### EXERCISE OBJECTIVE
Pick out every line in the listing below that contains the string "wall", and copy each one. Case counts.

>> BEGIN DATA LINES

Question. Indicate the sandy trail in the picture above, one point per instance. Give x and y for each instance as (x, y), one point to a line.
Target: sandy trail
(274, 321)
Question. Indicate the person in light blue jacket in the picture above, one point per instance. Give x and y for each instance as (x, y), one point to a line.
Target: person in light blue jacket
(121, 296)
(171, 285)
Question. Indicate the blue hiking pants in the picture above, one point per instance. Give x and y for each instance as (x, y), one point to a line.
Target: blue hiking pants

>> END DATA LINES
>> BEGIN DATA LINES

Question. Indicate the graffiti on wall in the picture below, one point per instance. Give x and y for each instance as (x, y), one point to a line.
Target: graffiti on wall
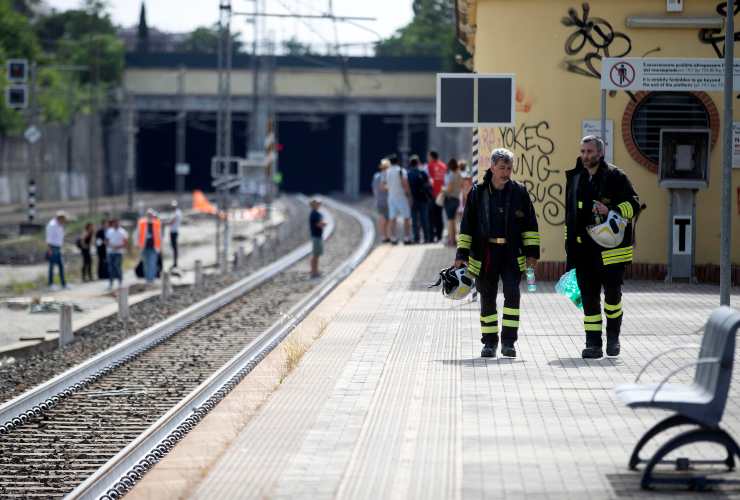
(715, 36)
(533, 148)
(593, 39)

>> END DATA LINES

### ANSWER TO THIS PROBLEM
Question. Indicate the graffiti on wall in the picture below, one point per instance. Give x and y for each instance as (x, y), one point to a line.
Target: graffiti on wall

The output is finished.